Saved entries:
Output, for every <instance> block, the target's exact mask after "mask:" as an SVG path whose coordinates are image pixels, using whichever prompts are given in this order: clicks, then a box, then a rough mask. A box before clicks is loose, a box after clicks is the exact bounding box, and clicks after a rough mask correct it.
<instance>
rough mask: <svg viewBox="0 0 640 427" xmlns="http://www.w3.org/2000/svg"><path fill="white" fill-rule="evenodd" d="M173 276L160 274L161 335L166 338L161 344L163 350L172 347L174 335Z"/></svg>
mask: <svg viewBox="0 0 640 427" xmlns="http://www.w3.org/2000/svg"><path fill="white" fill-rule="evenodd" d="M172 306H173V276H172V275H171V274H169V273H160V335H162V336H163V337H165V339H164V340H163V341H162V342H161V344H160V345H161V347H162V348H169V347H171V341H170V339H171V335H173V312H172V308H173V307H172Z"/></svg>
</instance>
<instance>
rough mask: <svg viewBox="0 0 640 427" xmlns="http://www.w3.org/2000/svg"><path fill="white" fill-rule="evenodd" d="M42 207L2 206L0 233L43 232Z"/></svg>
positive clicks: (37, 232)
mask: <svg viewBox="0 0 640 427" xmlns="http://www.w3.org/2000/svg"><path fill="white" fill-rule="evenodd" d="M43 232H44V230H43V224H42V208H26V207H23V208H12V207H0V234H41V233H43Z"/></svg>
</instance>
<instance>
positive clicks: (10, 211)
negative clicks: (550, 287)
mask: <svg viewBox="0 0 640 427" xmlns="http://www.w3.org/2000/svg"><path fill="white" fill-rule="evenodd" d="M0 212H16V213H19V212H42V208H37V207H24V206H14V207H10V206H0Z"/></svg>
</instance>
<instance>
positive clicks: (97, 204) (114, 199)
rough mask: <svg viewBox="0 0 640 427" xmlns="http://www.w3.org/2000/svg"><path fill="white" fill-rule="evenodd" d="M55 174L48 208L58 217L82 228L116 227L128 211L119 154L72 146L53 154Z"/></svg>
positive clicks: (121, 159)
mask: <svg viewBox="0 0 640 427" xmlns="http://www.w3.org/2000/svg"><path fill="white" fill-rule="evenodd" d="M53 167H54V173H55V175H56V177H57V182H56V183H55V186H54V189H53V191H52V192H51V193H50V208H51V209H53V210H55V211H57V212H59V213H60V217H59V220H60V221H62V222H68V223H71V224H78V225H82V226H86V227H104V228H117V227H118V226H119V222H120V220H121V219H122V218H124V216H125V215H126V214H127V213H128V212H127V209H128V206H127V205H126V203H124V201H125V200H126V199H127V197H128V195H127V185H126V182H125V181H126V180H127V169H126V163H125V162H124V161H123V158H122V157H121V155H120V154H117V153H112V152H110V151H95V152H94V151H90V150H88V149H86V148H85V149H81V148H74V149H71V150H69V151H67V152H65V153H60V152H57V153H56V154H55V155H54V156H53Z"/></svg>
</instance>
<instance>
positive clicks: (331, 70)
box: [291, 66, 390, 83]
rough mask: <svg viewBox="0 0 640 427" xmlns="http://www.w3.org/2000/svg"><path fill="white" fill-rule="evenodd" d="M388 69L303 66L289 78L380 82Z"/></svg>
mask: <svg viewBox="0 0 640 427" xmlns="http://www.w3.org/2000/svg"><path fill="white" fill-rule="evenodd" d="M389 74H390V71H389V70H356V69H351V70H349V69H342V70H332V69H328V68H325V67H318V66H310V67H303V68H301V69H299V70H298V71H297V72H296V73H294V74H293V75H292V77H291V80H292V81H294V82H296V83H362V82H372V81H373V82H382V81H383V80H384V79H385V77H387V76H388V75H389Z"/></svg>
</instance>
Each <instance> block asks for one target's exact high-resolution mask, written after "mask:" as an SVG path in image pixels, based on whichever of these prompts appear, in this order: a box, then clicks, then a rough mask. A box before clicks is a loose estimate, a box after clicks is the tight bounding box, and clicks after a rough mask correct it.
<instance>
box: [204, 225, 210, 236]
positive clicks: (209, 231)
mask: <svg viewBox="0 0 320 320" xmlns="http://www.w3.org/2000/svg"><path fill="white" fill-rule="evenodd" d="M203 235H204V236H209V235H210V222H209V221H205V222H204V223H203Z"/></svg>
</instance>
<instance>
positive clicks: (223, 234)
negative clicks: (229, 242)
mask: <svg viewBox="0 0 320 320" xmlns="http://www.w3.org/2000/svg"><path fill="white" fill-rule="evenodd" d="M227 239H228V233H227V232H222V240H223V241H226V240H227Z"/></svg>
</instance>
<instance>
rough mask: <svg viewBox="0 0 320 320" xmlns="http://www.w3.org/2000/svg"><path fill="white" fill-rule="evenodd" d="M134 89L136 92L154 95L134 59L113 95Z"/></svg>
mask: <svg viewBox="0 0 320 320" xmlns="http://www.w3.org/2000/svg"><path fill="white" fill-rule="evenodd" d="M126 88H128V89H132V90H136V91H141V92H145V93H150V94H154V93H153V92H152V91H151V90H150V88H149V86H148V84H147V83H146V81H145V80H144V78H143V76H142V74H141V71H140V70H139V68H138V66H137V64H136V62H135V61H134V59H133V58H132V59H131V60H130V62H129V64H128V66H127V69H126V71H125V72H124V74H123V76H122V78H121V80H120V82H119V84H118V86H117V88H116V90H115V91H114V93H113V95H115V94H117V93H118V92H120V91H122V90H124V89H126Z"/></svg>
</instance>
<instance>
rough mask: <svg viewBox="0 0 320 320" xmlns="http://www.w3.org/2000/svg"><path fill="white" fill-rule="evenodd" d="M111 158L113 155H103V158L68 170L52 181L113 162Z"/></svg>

Work request: Find every line in the items above that contains the word "bounding" and copy each of those lines. Treat uppercase and lowercase as different.

Response:
Output, for every <instance> block, the target's exact mask after "mask:" as an SVG path whose coordinates are image pixels, using whichever prompts are given in this order: clicks, then a box, then a rough mask. A box before clicks is loose, a box after clicks is the exact bounding box, and clicks after a rough mask correct it.
Each <instance> block asks for one target's exact high-resolution mask, written after "mask:" as an SVG path in image pixels, based on whichever of these prompts appear, in this order: a box, then clicks, then a rough mask. A box before clicks is a loose estimate, a box after clicks is the tight bounding box, and clicks after a rough mask correct it.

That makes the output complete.